What is required. Please write out the listing below again, replacing "keypoint" with "marker" and leaving everything else unchanged.

The data.

───

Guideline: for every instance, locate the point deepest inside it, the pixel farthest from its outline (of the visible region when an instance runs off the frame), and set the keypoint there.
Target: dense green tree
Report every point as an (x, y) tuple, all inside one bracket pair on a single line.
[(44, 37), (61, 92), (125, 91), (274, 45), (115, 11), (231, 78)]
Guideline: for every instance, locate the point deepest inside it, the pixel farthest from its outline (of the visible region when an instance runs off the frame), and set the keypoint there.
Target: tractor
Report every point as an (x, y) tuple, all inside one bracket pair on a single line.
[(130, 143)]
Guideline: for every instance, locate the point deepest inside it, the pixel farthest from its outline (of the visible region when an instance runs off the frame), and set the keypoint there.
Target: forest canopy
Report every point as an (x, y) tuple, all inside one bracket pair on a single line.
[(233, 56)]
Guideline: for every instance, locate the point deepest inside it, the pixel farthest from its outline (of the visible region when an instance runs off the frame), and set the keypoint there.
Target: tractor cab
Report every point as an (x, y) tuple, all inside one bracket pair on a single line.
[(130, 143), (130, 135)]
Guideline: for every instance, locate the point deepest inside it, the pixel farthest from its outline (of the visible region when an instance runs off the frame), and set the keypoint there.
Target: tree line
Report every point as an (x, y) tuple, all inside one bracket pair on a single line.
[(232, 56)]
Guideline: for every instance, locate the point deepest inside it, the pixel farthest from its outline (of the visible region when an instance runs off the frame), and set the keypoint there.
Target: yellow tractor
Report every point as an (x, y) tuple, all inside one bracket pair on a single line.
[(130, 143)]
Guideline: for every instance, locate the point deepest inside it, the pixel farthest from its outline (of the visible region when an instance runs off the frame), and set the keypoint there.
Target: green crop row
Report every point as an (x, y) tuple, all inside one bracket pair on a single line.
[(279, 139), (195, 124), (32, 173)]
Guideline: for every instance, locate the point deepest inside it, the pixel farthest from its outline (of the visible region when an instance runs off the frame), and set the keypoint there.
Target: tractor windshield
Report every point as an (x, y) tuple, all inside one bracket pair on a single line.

───

Result of the exercise.
Guideline: for every instance, locate the point deepest inside it, the pixel farthest from its outline (of the visible region when an instance runs off the frame), and set the marker there.
Target: dense green tree
Report every point as an (x, y) tuple, all inside one bracket pair on a single line.
[(44, 37), (61, 92), (125, 91), (274, 45), (115, 11), (231, 78)]
Guideline: for every instance, locate the point deepest inside it, the pixel farthest from its outline (of the visible region when an instance runs off the frame), and set the marker there.
Target: tractor
Report every point as an (x, y) tuple, all inside one bracket pair on a single line.
[(130, 143)]
Guideline: for every instance, locate the point deepest inside it, the pixel farthest from its outline (of the visible region when an instance runs off the frame), and set the marker there.
Target: forest canopy
Report every point as an (x, y) tuple, all inside one bracket pair on a single line.
[(233, 56)]
Guideline: for every instance, locate the point deepest inside it, the pixel farthest from its outline (of the visible region when an instance runs off the frame), and set the marker there.
Target: tractor cab
Report every point as an (x, y) tuple, all inside one bracket pair on a single line.
[(130, 143), (130, 135)]
Guideline: for every instance, locate the point deepest inside it, the pixel farthest from its outline (of the visible region when an instance runs off the frame), and set the marker there.
Target: tree line
Report every point as an (x, y) tuple, all inside one bracket pair on a single line.
[(232, 56)]
Guideline: for every instance, locate the point deepest inside it, the pixel farthest from its outline (of the visible region when an instance runs off the frame), and set the marker there.
Target: yellow tractor
Report every point as an (x, y) tuple, all inside one bracket pair on a single line.
[(130, 143)]
Guideline: for every instance, locate the point deepest inside it, the pixel farthest from its outline (of the visible region when an instance runs off the frame), and set the marker there.
Target: green crop row
Report every point as an (x, y) tuple, all inside one bracket pair on a single line.
[(279, 139), (195, 124), (32, 173)]
Guideline: for every instance, locate the point deepest inside it, the pixel farthest from its outline (of the visible region when an instance runs off the frame), and set the marker there.
Target: tractor windshield
Report every point as an (x, y) tuple, all inside one bracket pair on a single line.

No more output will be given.